── Text segment ──
A federal judge in Seattle, Judge John Coughenour, gave a ludicrously light sentence to a would-be terrorist that attempted to sneak into the US to carry out a bombing plot at Los Angeles International. Even worse than the sentence, however, was Coughenour's accompanying lecture to the Bush administration on the proper role for the judiciary in addressing terrorism -- after Coughenour had just demonstrated his essential cluelessness about its nature.

Eric Posner and Adrian Vermeule take apart Coughenour's legal reasoning as well in a Washington Post column this morning:

British and American traditions are two-sided: They acknowledge that governments have an obligation to protect people's lives as well as their liberties. No nation preserves liberty atop a stack of its own citizens' corpses, but if one did, it would not be worth defending.
───
── Record list ──
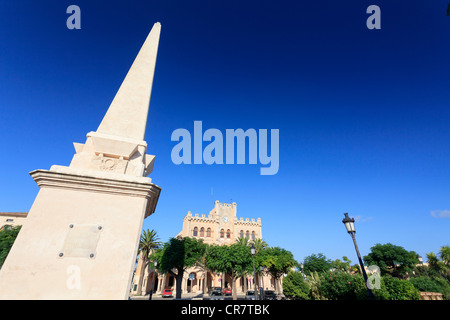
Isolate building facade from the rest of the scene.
[0,212,28,230]
[131,201,281,295]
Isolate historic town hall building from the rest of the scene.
[131,201,281,294]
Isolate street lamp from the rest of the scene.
[259,266,264,300]
[148,260,158,300]
[342,213,375,300]
[250,244,259,300]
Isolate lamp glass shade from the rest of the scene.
[342,213,355,233]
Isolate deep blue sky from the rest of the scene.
[0,0,450,263]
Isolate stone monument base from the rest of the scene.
[0,166,161,299]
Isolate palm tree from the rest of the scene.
[249,238,269,253]
[236,237,249,247]
[136,229,162,295]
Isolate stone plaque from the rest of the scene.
[59,224,103,259]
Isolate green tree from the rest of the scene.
[303,253,332,274]
[283,271,310,300]
[331,256,352,272]
[439,246,450,271]
[136,229,162,295]
[0,226,22,268]
[255,247,298,291]
[150,237,206,299]
[206,243,253,300]
[364,243,419,277]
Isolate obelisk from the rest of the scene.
[0,23,161,299]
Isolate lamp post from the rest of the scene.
[148,260,158,300]
[250,244,259,300]
[259,266,264,300]
[342,213,375,300]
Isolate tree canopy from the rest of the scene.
[364,243,419,277]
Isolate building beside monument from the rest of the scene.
[131,201,281,295]
[0,212,28,231]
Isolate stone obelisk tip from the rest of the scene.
[97,22,161,140]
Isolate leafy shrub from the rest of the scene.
[409,276,450,300]
[409,277,442,292]
[383,276,420,300]
[283,271,310,300]
[319,272,358,300]
[0,226,21,268]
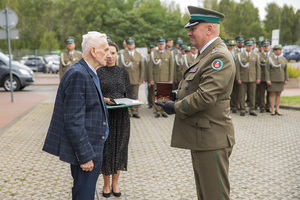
───
§ **Work to complete**
#1 List every person named in the sentencing text.
#2 Return the part of the sentencing text that opens with the words containing "Eric Posner and" and closes with "be worth defending.".
The records stand apart from the sentencing text and are not part of it.

§ **Per-task outputs**
#1 John Coughenour, Eric Posner, Adrian Vermeule

#2
Eric Posner and Adrian Vermeule take apart Coughenour's legal reasoning as well in a Washington Post column this morning:

British and American traditions are two-sided: They acknowledge that governments have an obligation to protect people's lives as well as their liberties. No nation preserves liberty atop a stack of its own citizens' corpses, but if one did, it would not be worth defending.